+++ Records supplied

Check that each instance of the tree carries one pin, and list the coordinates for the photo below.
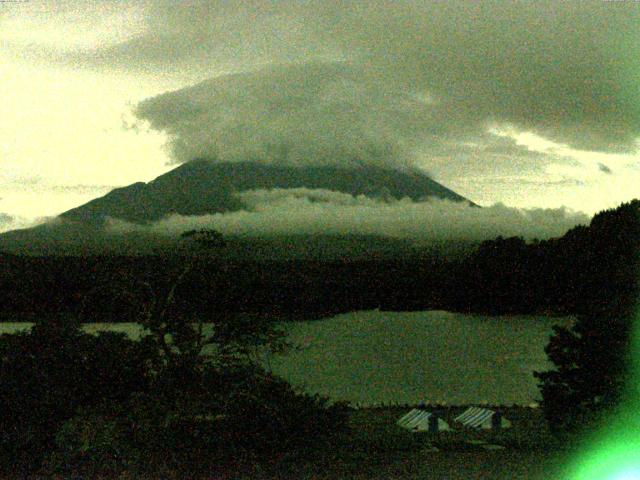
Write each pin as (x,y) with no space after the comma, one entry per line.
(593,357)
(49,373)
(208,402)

++++++
+++ Records supplied

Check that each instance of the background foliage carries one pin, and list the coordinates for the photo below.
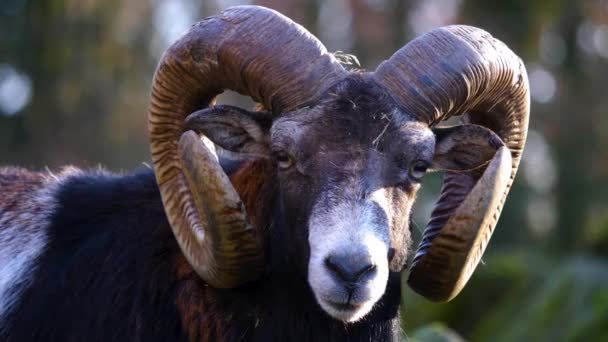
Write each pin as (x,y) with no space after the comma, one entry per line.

++++++
+++ Records supplied

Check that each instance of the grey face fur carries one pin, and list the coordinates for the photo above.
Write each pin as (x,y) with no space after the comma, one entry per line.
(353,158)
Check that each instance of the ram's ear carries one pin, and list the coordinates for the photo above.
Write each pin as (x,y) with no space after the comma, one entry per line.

++++++

#### Task directions:
Count every line of the material above that holds the string "photo", then state only the total.

#### Task solution:
4